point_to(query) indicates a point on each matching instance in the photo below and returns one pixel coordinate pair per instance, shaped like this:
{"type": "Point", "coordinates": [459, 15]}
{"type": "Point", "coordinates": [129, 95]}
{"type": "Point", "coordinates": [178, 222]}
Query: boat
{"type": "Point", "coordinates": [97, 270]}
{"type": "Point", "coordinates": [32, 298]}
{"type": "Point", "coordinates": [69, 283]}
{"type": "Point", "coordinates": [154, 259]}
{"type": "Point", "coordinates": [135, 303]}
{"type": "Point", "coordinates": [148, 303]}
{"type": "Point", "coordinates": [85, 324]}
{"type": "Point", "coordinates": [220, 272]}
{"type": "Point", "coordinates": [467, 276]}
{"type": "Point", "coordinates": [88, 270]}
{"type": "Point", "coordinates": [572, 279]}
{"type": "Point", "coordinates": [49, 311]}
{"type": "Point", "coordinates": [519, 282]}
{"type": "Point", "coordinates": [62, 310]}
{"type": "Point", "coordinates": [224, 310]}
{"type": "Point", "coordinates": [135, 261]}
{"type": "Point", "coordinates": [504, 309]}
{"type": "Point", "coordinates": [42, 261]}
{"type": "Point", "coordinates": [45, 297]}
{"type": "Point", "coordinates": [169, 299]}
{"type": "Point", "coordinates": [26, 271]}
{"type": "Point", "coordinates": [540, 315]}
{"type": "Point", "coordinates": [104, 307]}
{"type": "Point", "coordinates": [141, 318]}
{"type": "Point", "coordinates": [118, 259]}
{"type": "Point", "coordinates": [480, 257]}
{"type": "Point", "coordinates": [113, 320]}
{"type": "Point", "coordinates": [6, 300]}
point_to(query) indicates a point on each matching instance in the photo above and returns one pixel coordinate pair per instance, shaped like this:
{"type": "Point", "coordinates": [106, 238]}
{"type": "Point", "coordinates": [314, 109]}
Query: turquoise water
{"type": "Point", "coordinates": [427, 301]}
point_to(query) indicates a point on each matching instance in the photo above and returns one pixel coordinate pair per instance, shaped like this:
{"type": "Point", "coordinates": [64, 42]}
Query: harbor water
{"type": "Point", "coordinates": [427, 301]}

GOAL OF THE EXERCISE » Each line of the listing has to be reproduced exactly.

RESPONSE FOR THIS EXERCISE »
point_to(query) indicates a point on each matching instance in the photo below and returns one pixel coordinate pair per instance, shaped like this:
{"type": "Point", "coordinates": [459, 15]}
{"type": "Point", "coordinates": [129, 95]}
{"type": "Point", "coordinates": [178, 222]}
Query: boat
{"type": "Point", "coordinates": [97, 270]}
{"type": "Point", "coordinates": [32, 298]}
{"type": "Point", "coordinates": [69, 283]}
{"type": "Point", "coordinates": [154, 259]}
{"type": "Point", "coordinates": [135, 303]}
{"type": "Point", "coordinates": [148, 303]}
{"type": "Point", "coordinates": [85, 324]}
{"type": "Point", "coordinates": [220, 272]}
{"type": "Point", "coordinates": [467, 276]}
{"type": "Point", "coordinates": [88, 270]}
{"type": "Point", "coordinates": [572, 279]}
{"type": "Point", "coordinates": [49, 311]}
{"type": "Point", "coordinates": [519, 282]}
{"type": "Point", "coordinates": [62, 310]}
{"type": "Point", "coordinates": [224, 310]}
{"type": "Point", "coordinates": [135, 261]}
{"type": "Point", "coordinates": [504, 309]}
{"type": "Point", "coordinates": [42, 261]}
{"type": "Point", "coordinates": [45, 297]}
{"type": "Point", "coordinates": [169, 299]}
{"type": "Point", "coordinates": [26, 271]}
{"type": "Point", "coordinates": [540, 315]}
{"type": "Point", "coordinates": [104, 307]}
{"type": "Point", "coordinates": [141, 318]}
{"type": "Point", "coordinates": [118, 259]}
{"type": "Point", "coordinates": [480, 257]}
{"type": "Point", "coordinates": [113, 320]}
{"type": "Point", "coordinates": [6, 300]}
point_to(query) indicates a point on each matching instance in the photo above and returns one pixel coordinate pair per instance, shaped like this:
{"type": "Point", "coordinates": [106, 238]}
{"type": "Point", "coordinates": [314, 109]}
Query: turquoise water
{"type": "Point", "coordinates": [427, 301]}
point_to(query) indicates a point on each matching instance in the photo above and returns one pixel coordinate pair per instance, shaped like this:
{"type": "Point", "coordinates": [64, 42]}
Query: harbor water
{"type": "Point", "coordinates": [427, 301]}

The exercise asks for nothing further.